# Texte de départ
• • •

C'est une dénonciation anonyme adressée fin 2012 à la direction audoise de la protection des populations qui a déclenché l'enquête, aujourd'hui menée dans le cadre d'une information judiciaire dirigée par un juge d'instruction du pôle santé du tribunal de Marseille.
Qu’a fait la gendarmerie ce lundi matin?
Une centaine de gendarmes agissant dans le sud de la France, en Languedoc-Roussillon, Provence-Alpes-Côte-d'Azur et Midi-Pyrénées, ont entrepris d'interpeller une vingtaine de personnes. Les gendarmes ont ainsi interpellé un homme à Narbonne (Aude), apparemment à son domicile, avant de l'emmener sur le site des abattoirs de la ville où pourraient se trouver les bureaux de sa société, selon l'AFP. C'est précisément un négociant de Narbonne qui est soupçonné d'être l'organisateur du trafic, selon une source proche de l'enquête.
Qu’est-ce qui va se passer encore ce lundi?
Ces interpellations doivent s'accompagner de perquisitions au siège de négociants en viande et, dans une moindre mesure, dans des abattoirs, avec la participation de la Brigade nationale d'enquêtes vétérinaires et phytosanitaires. Des recherches ont également été diligentées dans des locaux de Sanofi ainsi que dans un abattoir de Gérone (Espagne), de l'autre côté de la frontière.
Du côté de Sanofi Pasteur, division vaccins du groupe pharmaceutique Sanofi, un porte-parole a indiqué: «Nous avons collaboré à l'enquête de gendarmerie», précisant que le groupe avait été interrogé «il y a quelques temps» en qualité de témoin. Le laboratoire «utilise des chevaux, pas pour des tests de laboratoire, mais pour fabriquer des médicaments».
Ces «sérums équins purifiés» sont des anticorps antirabiques (rage), antitétaniques (tétanos) et antivenimeux. Ils sont élaborés dans le centre de fabrication de sérums équins situé dans la Drôme. Sanofi Pasteur utilise les chevaux, selon le porte-parole, pendant environ trois ans avant de les revendre «en précisant dans le certificat de vente, pas parce qu'il y a un danger mais par mesure de précaution, que ces animaux ne doivent pas intégrer la filière alimentaire», a expliqué le porte-parole.
Y a-t-il un lien entre ce trafic et le scandale sanitaire Spanghero, il y a quelques mois?

• • •

# Votre travail
a: Reformulez sous forme de liste le paragraphe du texte sur l'enquête qui commence par « Ces «sérums équins purifiés» », en conservant ses faits essentiels.
b: D'après le texte sur l'enquête, de quelle ville vient le négociant soupçonné d'être l'organisateur du trafic ?
c: Poursuivez le texte sur l'enquête à partir de sa dernière phrase.
Les lignes qui suivent forment un matériau distinct du texte sur l'enquête.

• • •

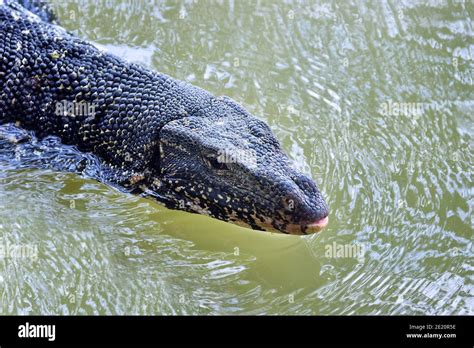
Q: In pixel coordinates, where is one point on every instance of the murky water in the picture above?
(374, 99)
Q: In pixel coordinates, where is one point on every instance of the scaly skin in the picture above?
(176, 142)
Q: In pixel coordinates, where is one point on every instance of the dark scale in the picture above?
(157, 135)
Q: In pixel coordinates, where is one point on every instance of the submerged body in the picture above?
(176, 142)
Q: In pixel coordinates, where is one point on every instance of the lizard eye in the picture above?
(214, 163)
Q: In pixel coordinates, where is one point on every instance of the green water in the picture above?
(373, 99)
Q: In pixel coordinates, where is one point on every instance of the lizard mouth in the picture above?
(296, 229)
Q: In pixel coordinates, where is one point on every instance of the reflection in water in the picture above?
(372, 99)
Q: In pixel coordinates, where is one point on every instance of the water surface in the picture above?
(374, 99)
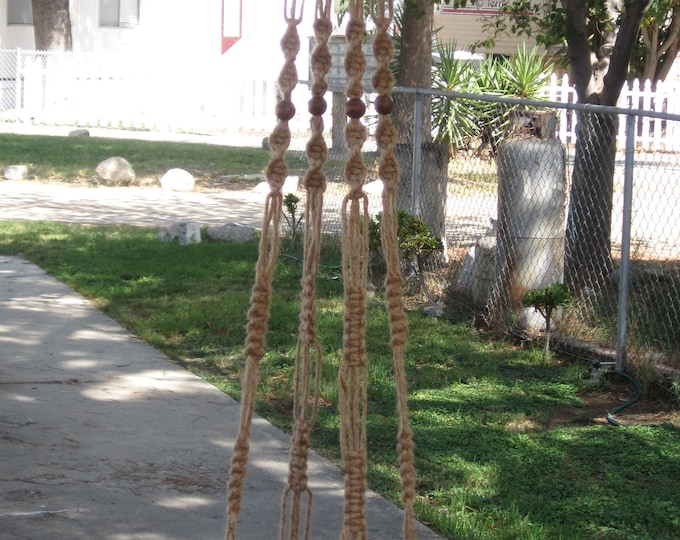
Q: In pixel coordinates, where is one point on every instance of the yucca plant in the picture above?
(458, 122)
(525, 74)
(455, 121)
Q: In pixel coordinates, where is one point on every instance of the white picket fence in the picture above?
(652, 134)
(93, 90)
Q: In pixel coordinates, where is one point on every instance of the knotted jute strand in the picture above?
(260, 299)
(308, 351)
(353, 373)
(382, 13)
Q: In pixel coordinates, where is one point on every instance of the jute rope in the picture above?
(308, 352)
(260, 299)
(353, 374)
(382, 13)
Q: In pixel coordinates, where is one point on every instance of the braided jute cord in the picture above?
(382, 13)
(308, 351)
(353, 374)
(260, 299)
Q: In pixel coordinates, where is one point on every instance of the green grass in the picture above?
(71, 159)
(491, 463)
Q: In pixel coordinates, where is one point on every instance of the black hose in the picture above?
(610, 415)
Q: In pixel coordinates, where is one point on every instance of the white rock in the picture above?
(290, 185)
(185, 233)
(116, 170)
(231, 232)
(16, 172)
(178, 180)
(375, 187)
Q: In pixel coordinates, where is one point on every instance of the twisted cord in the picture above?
(308, 351)
(260, 300)
(353, 376)
(382, 13)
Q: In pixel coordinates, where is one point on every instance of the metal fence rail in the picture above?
(632, 303)
(493, 220)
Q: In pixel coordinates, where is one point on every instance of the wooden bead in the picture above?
(285, 110)
(355, 108)
(384, 104)
(316, 106)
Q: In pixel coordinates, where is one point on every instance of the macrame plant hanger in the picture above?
(353, 375)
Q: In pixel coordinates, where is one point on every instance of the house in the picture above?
(156, 62)
(467, 26)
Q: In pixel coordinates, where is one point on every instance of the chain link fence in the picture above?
(533, 193)
(520, 209)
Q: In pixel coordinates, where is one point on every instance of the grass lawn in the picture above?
(493, 460)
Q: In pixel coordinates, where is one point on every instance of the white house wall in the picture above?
(467, 29)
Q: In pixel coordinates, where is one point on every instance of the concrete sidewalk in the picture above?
(101, 437)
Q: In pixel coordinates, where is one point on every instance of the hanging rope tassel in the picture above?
(382, 13)
(353, 374)
(308, 352)
(260, 299)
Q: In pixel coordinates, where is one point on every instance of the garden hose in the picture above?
(610, 415)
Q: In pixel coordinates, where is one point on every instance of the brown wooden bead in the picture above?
(384, 104)
(316, 106)
(355, 108)
(285, 110)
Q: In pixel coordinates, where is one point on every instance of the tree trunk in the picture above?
(588, 261)
(598, 79)
(52, 25)
(415, 67)
(415, 71)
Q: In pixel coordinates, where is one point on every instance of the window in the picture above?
(19, 12)
(122, 13)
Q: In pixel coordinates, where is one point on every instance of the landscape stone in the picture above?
(116, 171)
(178, 180)
(16, 172)
(231, 232)
(187, 232)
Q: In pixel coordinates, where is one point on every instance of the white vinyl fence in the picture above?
(112, 91)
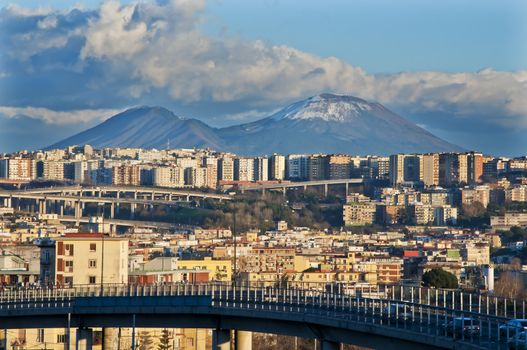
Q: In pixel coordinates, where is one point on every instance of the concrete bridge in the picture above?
(284, 186)
(57, 199)
(332, 318)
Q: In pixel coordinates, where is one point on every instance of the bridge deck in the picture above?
(314, 314)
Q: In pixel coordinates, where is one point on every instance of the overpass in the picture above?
(57, 199)
(332, 318)
(302, 184)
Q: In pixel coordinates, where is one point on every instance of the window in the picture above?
(68, 249)
(40, 335)
(61, 338)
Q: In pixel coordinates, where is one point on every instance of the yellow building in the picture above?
(91, 258)
(219, 270)
(359, 214)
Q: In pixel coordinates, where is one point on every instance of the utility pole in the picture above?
(234, 237)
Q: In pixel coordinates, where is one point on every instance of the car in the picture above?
(462, 326)
(518, 341)
(512, 327)
(396, 312)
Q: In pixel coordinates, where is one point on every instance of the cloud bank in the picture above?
(121, 55)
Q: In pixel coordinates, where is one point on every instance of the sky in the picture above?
(458, 69)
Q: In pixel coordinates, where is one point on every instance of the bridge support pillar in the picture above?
(84, 339)
(132, 211)
(78, 210)
(329, 345)
(221, 339)
(244, 340)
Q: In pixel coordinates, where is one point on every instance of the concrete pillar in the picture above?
(329, 345)
(221, 339)
(244, 340)
(78, 212)
(132, 211)
(84, 339)
(110, 338)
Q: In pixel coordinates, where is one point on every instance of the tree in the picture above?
(439, 278)
(164, 341)
(144, 341)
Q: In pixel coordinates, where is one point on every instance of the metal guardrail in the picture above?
(480, 329)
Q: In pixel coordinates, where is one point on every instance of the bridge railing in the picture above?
(451, 299)
(479, 328)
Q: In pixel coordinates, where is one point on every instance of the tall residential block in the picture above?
(261, 169)
(91, 258)
(430, 169)
(397, 169)
(317, 167)
(226, 169)
(277, 167)
(244, 169)
(296, 166)
(126, 175)
(339, 166)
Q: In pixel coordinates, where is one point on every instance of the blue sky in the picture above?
(381, 36)
(458, 68)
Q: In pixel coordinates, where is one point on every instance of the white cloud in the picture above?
(59, 117)
(150, 48)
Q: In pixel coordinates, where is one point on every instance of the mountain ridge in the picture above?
(325, 123)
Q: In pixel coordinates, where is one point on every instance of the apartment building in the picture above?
(91, 258)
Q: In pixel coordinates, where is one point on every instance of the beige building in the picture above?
(516, 194)
(397, 169)
(219, 270)
(169, 176)
(91, 258)
(470, 195)
(277, 167)
(359, 214)
(126, 175)
(430, 169)
(226, 169)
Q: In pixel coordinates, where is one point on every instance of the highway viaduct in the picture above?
(332, 318)
(284, 186)
(57, 199)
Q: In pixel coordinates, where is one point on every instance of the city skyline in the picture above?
(65, 69)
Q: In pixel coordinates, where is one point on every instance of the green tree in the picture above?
(439, 278)
(164, 341)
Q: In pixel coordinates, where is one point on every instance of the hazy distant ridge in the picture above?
(324, 123)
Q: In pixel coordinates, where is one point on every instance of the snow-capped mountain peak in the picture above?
(327, 107)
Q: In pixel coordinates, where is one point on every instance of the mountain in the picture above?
(330, 123)
(147, 127)
(325, 123)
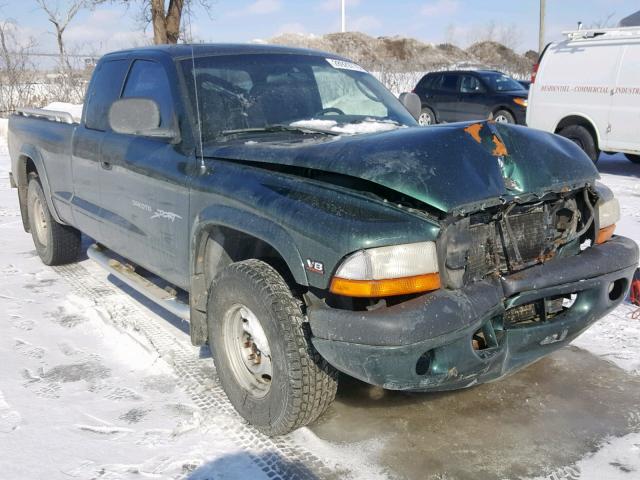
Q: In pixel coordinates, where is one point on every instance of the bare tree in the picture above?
(167, 20)
(61, 18)
(17, 73)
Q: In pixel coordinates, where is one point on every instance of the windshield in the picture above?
(499, 82)
(253, 92)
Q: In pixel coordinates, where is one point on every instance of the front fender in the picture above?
(254, 225)
(28, 151)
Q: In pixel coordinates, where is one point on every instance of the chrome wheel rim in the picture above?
(247, 350)
(39, 221)
(425, 119)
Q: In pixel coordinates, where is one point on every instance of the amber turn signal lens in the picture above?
(385, 288)
(605, 234)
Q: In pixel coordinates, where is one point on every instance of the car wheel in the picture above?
(583, 138)
(55, 243)
(503, 116)
(427, 117)
(262, 350)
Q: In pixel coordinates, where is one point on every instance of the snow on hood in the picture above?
(369, 125)
(74, 109)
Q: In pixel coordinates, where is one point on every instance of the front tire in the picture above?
(262, 350)
(583, 138)
(55, 243)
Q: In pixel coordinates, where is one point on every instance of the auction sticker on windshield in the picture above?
(344, 65)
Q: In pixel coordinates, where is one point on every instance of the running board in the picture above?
(166, 299)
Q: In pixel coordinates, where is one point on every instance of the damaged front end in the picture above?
(517, 281)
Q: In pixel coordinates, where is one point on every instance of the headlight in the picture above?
(388, 271)
(608, 216)
(608, 213)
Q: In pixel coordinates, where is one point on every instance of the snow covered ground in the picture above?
(97, 384)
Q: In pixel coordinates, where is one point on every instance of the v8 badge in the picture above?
(314, 266)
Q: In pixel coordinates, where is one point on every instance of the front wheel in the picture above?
(262, 350)
(55, 243)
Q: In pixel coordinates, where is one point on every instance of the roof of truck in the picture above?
(184, 50)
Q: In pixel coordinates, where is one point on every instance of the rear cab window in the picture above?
(104, 90)
(449, 82)
(148, 79)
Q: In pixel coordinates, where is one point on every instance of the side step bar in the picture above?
(127, 274)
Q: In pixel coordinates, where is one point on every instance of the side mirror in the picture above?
(139, 116)
(412, 103)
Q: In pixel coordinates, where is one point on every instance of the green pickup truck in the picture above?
(290, 207)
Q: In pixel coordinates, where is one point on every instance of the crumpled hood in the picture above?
(459, 166)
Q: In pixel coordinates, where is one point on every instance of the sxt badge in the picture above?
(315, 267)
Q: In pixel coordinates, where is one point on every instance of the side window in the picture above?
(449, 82)
(104, 90)
(470, 84)
(434, 82)
(427, 82)
(149, 80)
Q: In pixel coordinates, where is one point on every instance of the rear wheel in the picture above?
(55, 243)
(262, 350)
(583, 138)
(427, 117)
(503, 116)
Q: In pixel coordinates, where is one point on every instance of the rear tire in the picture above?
(262, 350)
(427, 117)
(55, 243)
(583, 138)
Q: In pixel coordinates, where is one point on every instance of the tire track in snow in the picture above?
(276, 457)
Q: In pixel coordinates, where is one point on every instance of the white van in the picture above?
(587, 88)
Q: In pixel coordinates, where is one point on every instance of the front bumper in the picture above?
(426, 343)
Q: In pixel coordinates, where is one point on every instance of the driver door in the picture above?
(145, 187)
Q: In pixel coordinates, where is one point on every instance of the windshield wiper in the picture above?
(278, 128)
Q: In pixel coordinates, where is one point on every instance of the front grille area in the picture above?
(507, 241)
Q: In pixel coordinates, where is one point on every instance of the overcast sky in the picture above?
(111, 27)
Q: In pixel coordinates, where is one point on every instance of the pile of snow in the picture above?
(4, 129)
(74, 109)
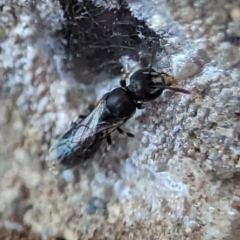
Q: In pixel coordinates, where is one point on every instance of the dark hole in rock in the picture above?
(97, 37)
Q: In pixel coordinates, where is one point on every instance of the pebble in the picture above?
(95, 205)
(235, 14)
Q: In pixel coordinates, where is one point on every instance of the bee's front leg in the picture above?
(76, 120)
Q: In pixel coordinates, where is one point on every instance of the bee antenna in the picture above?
(154, 51)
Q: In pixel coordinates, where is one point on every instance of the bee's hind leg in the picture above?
(123, 132)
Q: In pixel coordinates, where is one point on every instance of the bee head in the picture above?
(148, 85)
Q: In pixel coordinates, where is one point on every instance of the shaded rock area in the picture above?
(179, 178)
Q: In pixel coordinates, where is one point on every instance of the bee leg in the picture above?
(125, 76)
(140, 105)
(123, 132)
(109, 140)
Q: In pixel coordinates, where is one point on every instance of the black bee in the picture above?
(85, 135)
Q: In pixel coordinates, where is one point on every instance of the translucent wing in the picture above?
(82, 140)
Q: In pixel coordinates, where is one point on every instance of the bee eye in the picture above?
(158, 79)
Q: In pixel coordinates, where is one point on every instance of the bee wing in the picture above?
(82, 137)
(85, 128)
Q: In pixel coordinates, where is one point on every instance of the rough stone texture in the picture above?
(178, 179)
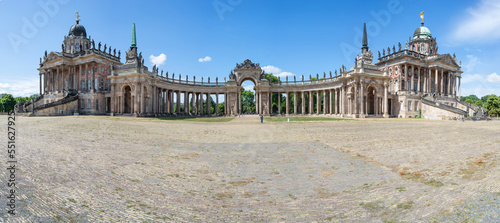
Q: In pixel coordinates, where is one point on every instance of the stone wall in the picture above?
(64, 109)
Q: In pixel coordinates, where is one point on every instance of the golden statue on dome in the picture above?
(77, 16)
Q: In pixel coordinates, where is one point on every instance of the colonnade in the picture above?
(82, 78)
(350, 99)
(430, 80)
(161, 101)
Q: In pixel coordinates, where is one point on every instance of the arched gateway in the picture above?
(93, 80)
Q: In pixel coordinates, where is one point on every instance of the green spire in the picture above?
(134, 42)
(365, 39)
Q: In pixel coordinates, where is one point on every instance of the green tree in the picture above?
(21, 99)
(8, 103)
(484, 98)
(221, 107)
(493, 105)
(479, 103)
(472, 97)
(247, 101)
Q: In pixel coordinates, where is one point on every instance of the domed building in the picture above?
(409, 80)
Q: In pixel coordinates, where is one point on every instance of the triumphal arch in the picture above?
(89, 78)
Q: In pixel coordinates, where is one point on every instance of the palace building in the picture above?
(405, 81)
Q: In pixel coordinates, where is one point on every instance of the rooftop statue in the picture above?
(77, 16)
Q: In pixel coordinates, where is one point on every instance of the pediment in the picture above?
(52, 56)
(448, 59)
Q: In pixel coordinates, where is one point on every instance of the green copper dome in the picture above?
(77, 30)
(422, 32)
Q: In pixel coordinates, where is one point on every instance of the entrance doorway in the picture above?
(248, 105)
(371, 100)
(128, 100)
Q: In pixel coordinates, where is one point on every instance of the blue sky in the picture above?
(207, 38)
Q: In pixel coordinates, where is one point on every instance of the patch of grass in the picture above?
(434, 183)
(401, 189)
(223, 195)
(372, 206)
(303, 119)
(195, 119)
(242, 182)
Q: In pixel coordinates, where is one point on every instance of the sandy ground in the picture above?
(122, 169)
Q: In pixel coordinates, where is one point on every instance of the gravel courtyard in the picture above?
(123, 169)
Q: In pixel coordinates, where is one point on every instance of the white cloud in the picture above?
(472, 61)
(493, 78)
(479, 24)
(22, 88)
(248, 87)
(159, 60)
(471, 78)
(472, 50)
(276, 71)
(205, 59)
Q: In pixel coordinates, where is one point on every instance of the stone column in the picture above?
(41, 83)
(239, 102)
(303, 110)
(405, 87)
(136, 98)
(342, 100)
(441, 87)
(295, 103)
(208, 105)
(325, 102)
(186, 103)
(413, 78)
(361, 98)
(78, 78)
(279, 103)
(318, 102)
(386, 104)
(330, 101)
(225, 104)
(287, 106)
(216, 104)
(92, 84)
(86, 78)
(63, 79)
(270, 102)
(311, 108)
(354, 98)
(337, 100)
(436, 87)
(256, 102)
(400, 84)
(178, 103)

• • •

# Corrigé
a:
- Les sérums équins purifiés sont des anticorps antirabiques, antitétaniques et antivenimeux.
- Ils sont élaborés dans le centre de fabrication de sérums équins situé dans la Drôme.
- Sanofi Pasteur utilise les chevaux pendant environ trois ans, puis les revend.
- Le certificat de vente précise, par précaution et non en raison d'un danger, que ces animaux ne doivent pas intégrer la filière alimentaire.

b: Il vient de Narbonne, dans l'Aude.

c:
Les deux affaires «sont différentes», a précisé le ministre de la Consommation ce lundi matin. Benoît Hamon a distingué cette nouvelle affaire du scandale Spanghero. «C'est différent, là il pourrait s'agir d'un problème sanitaire», a-t-il dit sur RTL. Début 2013, une enquête a révélé que Spanghero, entreprise de l'Aude, revendait de la viande de cheval pour du boeuf. La viande servant encuite à la préparation de millions de plats cuisinés, comme des lasagnes, pour des grandes marques ou la grande distribution. Le scandale européen, partie en février de Grande-Bretagne et d'Irlande, a mis en lumière certains agissements de l'industrie agroalimentaire et signalé l'opacité de ses circuits d'approvisionnement.
Va-t-on vers un étiquetage de l’origine de la viande?
«Nous avons depuis le début de l'année mis sous surveillance la filière viande et la filière poisson en France» pour restaurer la confiance, a expliqué Benoît Hamon. «La France est le premier pays en Europe à avoir inscrit dans sa loi l'étiquetage de l'origine de la viande dans les plats préparés. Nous attendons maintenant de Bruxelles qu'elle nous donne le feu vert, je l'espère en janvier prochain.»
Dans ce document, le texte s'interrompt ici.